Data for analysis:

+ + + + +

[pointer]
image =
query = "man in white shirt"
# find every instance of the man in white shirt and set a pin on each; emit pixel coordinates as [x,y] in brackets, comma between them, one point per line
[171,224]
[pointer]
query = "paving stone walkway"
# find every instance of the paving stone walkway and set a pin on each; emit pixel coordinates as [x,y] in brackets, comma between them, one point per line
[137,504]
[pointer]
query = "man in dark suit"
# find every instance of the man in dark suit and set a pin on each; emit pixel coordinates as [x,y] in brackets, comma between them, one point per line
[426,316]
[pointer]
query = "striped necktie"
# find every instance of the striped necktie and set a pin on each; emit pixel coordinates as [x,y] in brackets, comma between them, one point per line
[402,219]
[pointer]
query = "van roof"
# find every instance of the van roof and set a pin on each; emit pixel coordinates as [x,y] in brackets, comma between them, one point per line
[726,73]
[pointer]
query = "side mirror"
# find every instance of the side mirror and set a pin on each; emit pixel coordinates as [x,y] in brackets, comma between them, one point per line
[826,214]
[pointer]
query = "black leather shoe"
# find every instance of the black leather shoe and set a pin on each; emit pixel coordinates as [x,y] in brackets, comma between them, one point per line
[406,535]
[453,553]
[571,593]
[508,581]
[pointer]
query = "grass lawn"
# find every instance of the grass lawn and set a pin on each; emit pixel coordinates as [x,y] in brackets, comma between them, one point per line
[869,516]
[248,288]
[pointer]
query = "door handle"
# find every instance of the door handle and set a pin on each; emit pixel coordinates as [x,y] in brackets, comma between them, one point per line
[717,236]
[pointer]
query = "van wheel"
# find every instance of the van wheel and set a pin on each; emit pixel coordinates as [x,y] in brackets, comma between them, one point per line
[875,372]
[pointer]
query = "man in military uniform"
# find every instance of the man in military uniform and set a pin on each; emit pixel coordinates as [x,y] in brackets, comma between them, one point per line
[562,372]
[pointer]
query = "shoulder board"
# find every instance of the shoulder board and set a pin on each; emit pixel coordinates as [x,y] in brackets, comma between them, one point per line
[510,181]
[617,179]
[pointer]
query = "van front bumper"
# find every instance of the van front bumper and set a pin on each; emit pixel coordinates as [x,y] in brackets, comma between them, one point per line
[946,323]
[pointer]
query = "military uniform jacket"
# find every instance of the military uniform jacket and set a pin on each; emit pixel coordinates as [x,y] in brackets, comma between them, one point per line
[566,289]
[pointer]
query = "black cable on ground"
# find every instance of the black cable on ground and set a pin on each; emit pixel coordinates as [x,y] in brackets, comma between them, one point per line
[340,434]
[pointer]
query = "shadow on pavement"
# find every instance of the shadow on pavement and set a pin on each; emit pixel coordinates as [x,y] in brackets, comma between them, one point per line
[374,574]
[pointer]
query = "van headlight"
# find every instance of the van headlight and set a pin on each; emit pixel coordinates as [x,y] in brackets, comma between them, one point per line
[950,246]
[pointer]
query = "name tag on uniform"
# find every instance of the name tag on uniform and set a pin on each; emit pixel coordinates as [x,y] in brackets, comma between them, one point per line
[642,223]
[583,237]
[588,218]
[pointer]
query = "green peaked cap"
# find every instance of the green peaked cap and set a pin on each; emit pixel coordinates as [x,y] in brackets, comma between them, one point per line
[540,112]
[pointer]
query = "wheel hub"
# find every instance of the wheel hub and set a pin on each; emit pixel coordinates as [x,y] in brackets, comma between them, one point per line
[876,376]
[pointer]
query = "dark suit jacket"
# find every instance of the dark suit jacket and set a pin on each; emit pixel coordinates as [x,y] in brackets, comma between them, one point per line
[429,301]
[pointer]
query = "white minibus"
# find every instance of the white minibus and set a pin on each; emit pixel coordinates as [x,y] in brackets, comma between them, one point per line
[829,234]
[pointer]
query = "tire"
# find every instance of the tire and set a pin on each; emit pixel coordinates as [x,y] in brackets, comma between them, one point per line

+ + + + +

What needs to be done: For the records above, state the count of lines where "tire" appears, without any other text.

Completed task: 2